_DATASET ROWS_.
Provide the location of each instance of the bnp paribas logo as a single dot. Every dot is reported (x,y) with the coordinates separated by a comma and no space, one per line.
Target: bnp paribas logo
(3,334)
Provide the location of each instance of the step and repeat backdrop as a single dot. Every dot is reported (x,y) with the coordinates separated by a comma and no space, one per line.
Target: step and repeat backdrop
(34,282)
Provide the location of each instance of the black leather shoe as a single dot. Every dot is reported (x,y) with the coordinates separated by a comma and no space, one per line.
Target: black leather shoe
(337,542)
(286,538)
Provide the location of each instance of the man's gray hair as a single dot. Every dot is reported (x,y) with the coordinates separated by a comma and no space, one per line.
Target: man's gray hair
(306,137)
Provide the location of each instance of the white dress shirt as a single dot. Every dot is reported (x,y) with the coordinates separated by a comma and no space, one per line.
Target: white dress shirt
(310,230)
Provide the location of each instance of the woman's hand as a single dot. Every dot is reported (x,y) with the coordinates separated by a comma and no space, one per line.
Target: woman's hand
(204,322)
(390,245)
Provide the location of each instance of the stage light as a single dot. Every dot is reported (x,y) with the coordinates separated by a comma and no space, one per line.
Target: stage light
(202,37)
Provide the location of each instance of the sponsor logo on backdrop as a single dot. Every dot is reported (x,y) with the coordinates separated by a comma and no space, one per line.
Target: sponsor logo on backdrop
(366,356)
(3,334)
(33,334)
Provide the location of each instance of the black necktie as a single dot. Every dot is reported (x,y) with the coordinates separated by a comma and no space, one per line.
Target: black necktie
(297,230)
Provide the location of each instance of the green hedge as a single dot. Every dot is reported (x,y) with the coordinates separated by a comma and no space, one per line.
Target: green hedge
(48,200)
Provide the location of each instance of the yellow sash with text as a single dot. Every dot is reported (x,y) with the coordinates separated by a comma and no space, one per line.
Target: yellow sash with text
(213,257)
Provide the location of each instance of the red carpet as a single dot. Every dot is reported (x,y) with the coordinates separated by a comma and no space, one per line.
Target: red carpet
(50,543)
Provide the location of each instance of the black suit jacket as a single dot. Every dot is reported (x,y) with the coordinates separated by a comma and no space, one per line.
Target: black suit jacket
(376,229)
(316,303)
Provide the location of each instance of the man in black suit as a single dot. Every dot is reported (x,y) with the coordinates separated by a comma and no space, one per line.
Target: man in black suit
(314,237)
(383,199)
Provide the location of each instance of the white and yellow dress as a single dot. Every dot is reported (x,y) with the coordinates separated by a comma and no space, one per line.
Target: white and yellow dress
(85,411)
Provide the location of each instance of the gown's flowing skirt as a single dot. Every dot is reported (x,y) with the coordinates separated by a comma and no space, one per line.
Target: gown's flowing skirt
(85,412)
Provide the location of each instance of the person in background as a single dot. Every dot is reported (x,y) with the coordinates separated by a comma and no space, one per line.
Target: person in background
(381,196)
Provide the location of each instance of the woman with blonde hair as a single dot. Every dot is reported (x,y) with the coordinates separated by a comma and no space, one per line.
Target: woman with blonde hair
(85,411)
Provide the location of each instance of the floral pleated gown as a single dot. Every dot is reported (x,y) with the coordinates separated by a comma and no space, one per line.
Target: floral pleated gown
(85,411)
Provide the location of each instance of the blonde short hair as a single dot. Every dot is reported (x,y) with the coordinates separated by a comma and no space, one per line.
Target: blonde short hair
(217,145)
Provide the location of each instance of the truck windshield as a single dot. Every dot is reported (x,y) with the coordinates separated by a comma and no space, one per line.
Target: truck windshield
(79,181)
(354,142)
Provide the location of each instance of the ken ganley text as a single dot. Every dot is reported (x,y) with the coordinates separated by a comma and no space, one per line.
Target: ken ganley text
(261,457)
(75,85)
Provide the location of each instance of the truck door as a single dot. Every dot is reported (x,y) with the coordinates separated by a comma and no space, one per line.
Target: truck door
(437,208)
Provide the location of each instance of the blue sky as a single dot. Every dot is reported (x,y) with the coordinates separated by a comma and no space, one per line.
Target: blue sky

_WHAT IS EXPECTED_.
Can you give the entries above again with "single dot" swapped for "single point" everywhere it occurs and nothing else changed?

_THE ANSWER_.
Provide the location of each instance of the bnp paribas logo as a single point. Every dot is reported (x,y) with the coordinates separated by a comma and no space, one per line.
Target: bnp paribas logo
(3,334)
Provide the location of each instance of the step and repeat backdrop as a single point. Every dot is reported (x,y) with the coordinates separated by a comma and no space, one per line.
Target: step and repeat backdrop
(34,282)
Provide the location of each instance of the black leather shoe as a single point. Every dot is reported (x,y) with the coordinates separated by a comma and no space, one per line.
Target: black leather shoe
(337,542)
(286,538)
Provide the location of each instance of the man's gray hair as a single point. Every dot is reported (x,y) with the coordinates separated by a comma and no space, one per line.
Target: man's gray hair
(306,137)
Provide the location of each instance of the white dress shirt as a single point. Every dot is reported (x,y) with the coordinates separated by a comma and no space, one per line.
Target: white dress shirt
(310,230)
Provide the location of each instance of the woman's hand as a single point. Every dot is reported (x,y) with the coordinates separated by a comma and no space, one per line.
Target: woman's hand
(204,322)
(390,245)
Provide the location of each instance of the stage light as a single point. Every dot is reported (x,y) with the coordinates separated by a comma and no space, one per line.
Target: stage light
(202,37)
Provide the location of each instance of the sponsor logo on backdrop as a single point. Every dot is reported (x,y) with the coordinates separated by a comma and no space, one per line.
Target: sponsor logo on backdrop
(366,356)
(3,334)
(33,334)
Provide the location of each instance of the black necktie as a single point. Every dot is reported (x,y) with the coordinates separated by a comma and no space, one per line.
Target: black necktie
(297,230)
Provide the location of each instance of the green hedge as a single point. Every dot is reported (x,y) with the coordinates separated by a comma and no space, one per line.
Target: green hedge
(48,200)
Provide the location of each instance of the yellow sash with text as a single point. Every dot is reported (x,y) with the coordinates separated by a comma and no space, one per line.
Target: yellow sash with text
(213,257)
Provide the location of each instance of the red carpet as a single point. Every dot is reported (x,y) with the coordinates separated by a comma and no space, one per line.
Target: red carpet
(50,543)
Provide the location of each instance of the black suit jacket as a single point. Every dot is reported (x,y) with the coordinates separated by a comma and no space, one per line.
Target: black suit jacket
(376,229)
(316,303)
Provide the location of each instance of the man in black suit as a single point. Every dot is reported (x,y) with the coordinates separated by a comma and no space, one per line.
Target: man in black suit
(314,237)
(383,199)
Provide the location of each instance of the white and yellow dress as a single point. Every dot is reported (x,y) with the coordinates separated by a comma and no space, one per line.
Target: white and yellow dress
(85,411)
Provide the location of each instance of the gown's flowing skirt as a single point. Every dot is reported (x,y) with the coordinates separated by a comma and no space, one per line.
Target: gown's flowing skirt
(85,412)
Provide the location of each instance of the person in background as a single point. Every dot is reported (x,y) with the coordinates separated by a comma and no space, one per line.
Target: person in background
(381,196)
Provide the location of each instance of the woman with blonde hair as a single point. Every dot is reported (x,y) with the coordinates separated by a comma and no space, one per line.
Target: woman with blonde hair
(85,411)
Provide the location of each instance of the floral pleated gown as a single point. Every dot is reported (x,y) with the coordinates separated by a comma and no space, one per line.
Target: floral pleated gown
(85,411)
Provide the location of each instance of the blonde short hair as a single point. Every dot is reported (x,y) with the coordinates separated by a comma and no space, one per line.
Target: blonde short hair
(217,145)
Provide the location of each instance of the truck windshield as a single point. Every dot is reported (x,y) with the coordinates separated by a comma and no space, one per line.
Target: truck windshield
(79,181)
(354,142)
Provide the location of each instance of the ken ganley text as a single point. Every dot is reported (x,y) with the coordinates separated by a comma and no space, one per line.
Target: ken ganley text
(261,457)
(75,85)
Provide the location of each instance of the truck door as a single point. Every dot is reported (x,y) with the coordinates separated by a comma and no space, one per line.
Target: truck door
(437,208)
Provide the location of each instance of the blue sky as a single point. Every dot is reported (x,y) with the coordinates separated by a comma and no space, one per line.
Target: blue sky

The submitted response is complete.